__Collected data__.
/---
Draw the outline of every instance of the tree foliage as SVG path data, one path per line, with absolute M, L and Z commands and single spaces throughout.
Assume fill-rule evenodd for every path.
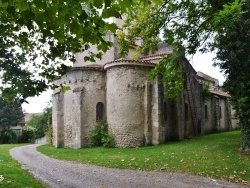
M 243 132 L 242 148 L 250 150 L 250 1 L 242 5 L 242 14 L 216 36 L 216 62 L 227 77 L 224 83 L 232 95 Z
M 114 147 L 114 138 L 108 131 L 108 124 L 105 120 L 98 121 L 96 126 L 87 135 L 87 138 L 93 147 Z
M 127 15 L 124 28 L 117 32 L 121 43 L 121 55 L 128 53 L 129 46 L 139 38 L 143 46 L 138 51 L 155 51 L 162 40 L 174 48 L 167 61 L 163 59 L 154 70 L 168 77 L 173 62 L 197 51 L 215 51 L 215 65 L 225 73 L 225 88 L 232 95 L 243 133 L 242 148 L 250 150 L 250 1 L 249 0 L 183 0 L 138 3 Z M 180 51 L 178 55 L 178 51 Z M 173 70 L 175 73 L 178 69 Z M 176 82 L 181 83 L 181 77 Z M 169 80 L 166 84 L 169 83 Z M 168 87 L 178 91 L 176 87 Z M 179 90 L 180 91 L 180 90 Z
M 147 0 L 141 0 L 147 2 Z M 0 81 L 3 96 L 35 96 L 53 87 L 53 80 L 70 70 L 74 53 L 96 45 L 85 60 L 101 57 L 111 43 L 103 36 L 115 32 L 105 22 L 121 17 L 133 0 L 1 0 Z
M 23 118 L 21 104 L 18 101 L 6 102 L 0 97 L 0 126 L 9 130 L 11 126 L 17 126 Z
M 25 126 L 25 132 L 28 134 L 29 141 L 34 142 L 36 139 L 44 137 L 46 132 L 51 131 L 51 122 L 51 107 L 46 107 L 40 115 L 32 115 Z
M 17 141 L 17 134 L 11 126 L 17 126 L 23 119 L 23 111 L 19 101 L 6 102 L 0 97 L 0 143 L 13 143 Z

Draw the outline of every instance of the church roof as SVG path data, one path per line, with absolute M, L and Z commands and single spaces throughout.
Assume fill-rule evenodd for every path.
M 151 55 L 147 55 L 147 56 L 142 56 L 142 57 L 140 57 L 140 60 L 147 59 L 146 61 L 148 61 L 148 60 L 152 60 L 152 59 L 161 59 L 162 57 L 167 56 L 167 55 L 169 55 L 171 53 L 172 52 L 166 52 L 166 53 L 151 54 Z
M 150 61 L 130 60 L 130 59 L 121 58 L 115 61 L 110 61 L 108 63 L 105 63 L 104 69 L 107 69 L 112 66 L 121 66 L 121 65 L 155 67 L 156 64 Z

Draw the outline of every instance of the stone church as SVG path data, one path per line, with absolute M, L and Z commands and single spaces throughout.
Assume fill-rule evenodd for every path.
M 54 146 L 88 147 L 86 135 L 100 119 L 107 121 L 117 147 L 157 145 L 237 128 L 229 94 L 217 79 L 196 72 L 188 61 L 181 62 L 185 91 L 177 100 L 165 97 L 167 88 L 159 79 L 148 80 L 171 47 L 159 43 L 157 52 L 133 61 L 133 47 L 119 59 L 115 36 L 108 34 L 106 39 L 114 46 L 102 60 L 84 62 L 86 52 L 76 54 L 73 70 L 55 81 L 71 90 L 53 94 Z M 210 86 L 208 100 L 202 94 L 205 84 Z

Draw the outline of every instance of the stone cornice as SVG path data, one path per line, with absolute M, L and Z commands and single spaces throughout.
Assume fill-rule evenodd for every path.
M 149 61 L 129 60 L 129 59 L 117 59 L 115 61 L 108 62 L 104 65 L 104 70 L 115 66 L 140 66 L 140 67 L 155 67 L 155 63 Z
M 167 56 L 169 54 L 172 54 L 172 52 L 166 52 L 166 53 L 160 53 L 160 54 L 152 54 L 152 55 L 147 55 L 147 56 L 143 56 L 140 58 L 140 60 L 143 60 L 143 59 L 148 59 L 148 58 L 152 58 L 152 59 L 159 59 L 159 58 L 162 58 L 164 56 Z

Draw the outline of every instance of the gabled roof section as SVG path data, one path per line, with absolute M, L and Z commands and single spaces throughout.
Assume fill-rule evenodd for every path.
M 207 74 L 204 74 L 203 72 L 198 71 L 198 72 L 197 72 L 197 77 L 198 77 L 199 79 L 201 79 L 201 80 L 209 81 L 209 82 L 213 83 L 215 86 L 218 86 L 218 85 L 219 85 L 218 79 L 213 78 L 213 77 L 211 77 L 211 76 L 209 76 L 209 75 L 207 75 Z
M 210 93 L 221 97 L 228 97 L 228 98 L 231 97 L 228 93 L 222 90 L 210 90 Z

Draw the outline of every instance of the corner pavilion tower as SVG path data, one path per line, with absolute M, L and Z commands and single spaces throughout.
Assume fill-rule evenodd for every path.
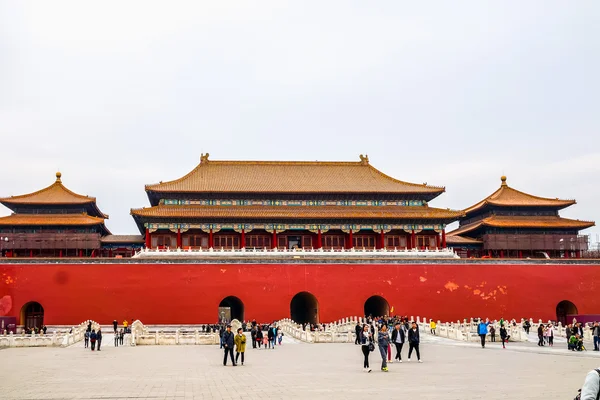
M 429 207 L 443 187 L 357 162 L 213 161 L 146 185 L 132 209 L 147 248 L 442 248 L 462 211 Z
M 7 257 L 84 257 L 95 255 L 100 238 L 110 234 L 96 198 L 56 181 L 37 192 L 0 198 L 13 211 L 0 218 L 0 249 Z
M 578 258 L 588 249 L 579 231 L 594 222 L 562 218 L 558 211 L 575 200 L 533 196 L 511 188 L 506 176 L 500 188 L 467 208 L 448 242 L 467 257 Z

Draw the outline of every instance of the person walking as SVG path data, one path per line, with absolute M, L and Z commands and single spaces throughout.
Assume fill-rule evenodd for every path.
M 362 350 L 364 361 L 363 361 L 363 369 L 365 372 L 371 372 L 371 367 L 369 366 L 369 354 L 371 353 L 371 348 L 374 347 L 373 344 L 373 334 L 369 329 L 369 325 L 364 325 L 363 330 L 360 332 L 360 348 Z
M 235 343 L 235 363 L 237 364 L 240 354 L 242 355 L 242 365 L 244 365 L 244 353 L 246 352 L 246 335 L 242 332 L 242 328 L 238 328 L 237 335 L 233 340 Z
M 500 327 L 503 327 L 504 325 L 500 325 Z M 495 342 L 496 341 L 496 328 L 494 327 L 494 325 L 490 326 L 490 341 L 491 342 Z
M 485 348 L 485 337 L 487 336 L 488 333 L 488 325 L 490 324 L 490 320 L 486 319 L 485 322 L 483 322 L 482 319 L 479 320 L 479 325 L 477 326 L 477 333 L 479 334 L 479 337 L 481 338 L 481 348 L 484 349 Z
M 356 323 L 356 326 L 354 327 L 354 333 L 356 334 L 356 339 L 354 339 L 354 344 L 360 345 L 360 332 L 362 331 L 362 328 L 360 327 L 360 323 Z
M 123 328 L 121 328 L 121 329 L 119 330 L 119 344 L 120 344 L 121 346 L 123 346 L 123 336 L 125 336 L 125 334 L 124 334 L 124 332 L 123 332 Z
M 252 329 L 250 329 L 250 339 L 252 339 L 252 348 L 256 348 L 256 325 L 252 325 Z
M 437 328 L 437 325 L 434 320 L 431 320 L 431 322 L 429 322 L 429 330 L 432 335 L 435 335 L 435 328 Z
M 83 334 L 83 341 L 84 341 L 83 348 L 87 349 L 88 345 L 90 344 L 90 332 L 85 331 L 85 333 Z
M 392 343 L 396 346 L 396 357 L 394 360 L 402 362 L 402 346 L 406 342 L 406 330 L 400 322 L 396 322 L 396 326 L 392 331 Z
M 233 345 L 234 345 L 234 337 L 233 332 L 231 332 L 231 325 L 227 325 L 227 329 L 223 333 L 223 347 L 225 348 L 224 357 L 223 357 L 223 365 L 227 365 L 227 355 L 231 358 L 231 364 L 235 367 L 235 360 L 233 359 Z
M 92 351 L 94 351 L 96 349 L 96 339 L 98 337 L 96 336 L 96 331 L 94 329 L 92 329 L 92 332 L 90 333 L 90 343 L 91 343 L 91 347 L 92 347 Z
M 538 346 L 544 346 L 544 324 L 540 324 L 540 326 L 538 326 Z
M 115 347 L 119 347 L 119 332 L 115 332 Z
M 594 351 L 600 350 L 600 325 L 598 322 L 594 322 L 592 327 L 592 336 L 594 337 Z
M 118 326 L 119 326 L 119 324 L 117 323 L 117 320 L 115 319 L 115 320 L 113 321 L 113 329 L 114 329 L 114 331 L 115 331 L 115 334 L 117 333 L 117 327 L 118 327 Z
M 100 328 L 96 332 L 96 340 L 98 341 L 98 351 L 100 351 L 100 346 L 102 345 L 102 329 Z
M 269 326 L 269 329 L 267 330 L 267 339 L 269 341 L 269 349 L 271 346 L 275 349 L 275 332 L 273 331 L 272 326 Z
M 387 372 L 387 353 L 390 344 L 390 334 L 387 331 L 387 325 L 382 325 L 381 330 L 377 333 L 377 343 L 379 344 L 379 353 L 381 354 L 381 370 Z
M 565 329 L 565 336 L 567 337 L 567 349 L 571 350 L 571 346 L 570 346 L 570 340 L 571 340 L 571 336 L 573 336 L 573 326 L 571 324 L 567 325 L 567 329 Z
M 508 335 L 508 332 L 506 331 L 506 327 L 505 326 L 501 326 L 500 327 L 500 340 L 502 340 L 502 348 L 505 349 L 506 346 L 504 345 L 504 343 L 508 342 L 508 338 L 510 336 Z
M 554 347 L 554 326 L 548 324 L 546 331 L 548 332 L 548 346 Z
M 256 327 L 256 343 L 258 343 L 258 349 L 260 350 L 260 346 L 262 346 L 263 342 L 263 332 L 260 326 Z
M 410 356 L 412 355 L 413 349 L 417 353 L 417 360 L 421 361 L 421 352 L 419 351 L 419 343 L 421 342 L 421 338 L 419 335 L 419 327 L 416 322 L 412 323 L 412 327 L 408 331 L 408 361 L 410 361 Z
M 127 332 L 127 320 L 126 319 L 123 320 L 123 329 L 125 329 L 125 332 Z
\---
__Work task__.
There is a line with "Draw the outline of every instance of the gabled" and a line with "Draw the outline of every instance of the corner" above. Copy exactly those two lines and all lines between them, with nothing else.

__Expected answer__.
Draw the outline of every instance of the gabled roof section as SVG path data, one path per line, with absolute M, L and Z commands and single spaces throughout.
Assume fill-rule evenodd for every path.
M 207 74 L 204 74 L 203 72 L 198 71 L 198 72 L 197 72 L 197 77 L 198 77 L 199 79 L 201 79 L 201 80 L 209 81 L 209 82 L 213 83 L 215 86 L 218 86 L 218 85 L 219 85 L 218 79 L 213 78 L 213 77 L 211 77 L 211 76 L 209 76 L 209 75 L 207 75 Z
M 210 93 L 221 97 L 228 97 L 228 98 L 231 97 L 228 93 L 222 90 L 210 90 Z

Draw the outline of every instance of the corner pavilion tower as SVG path data, one path per line, with absolute M, L and Z commands and single spaces throughout.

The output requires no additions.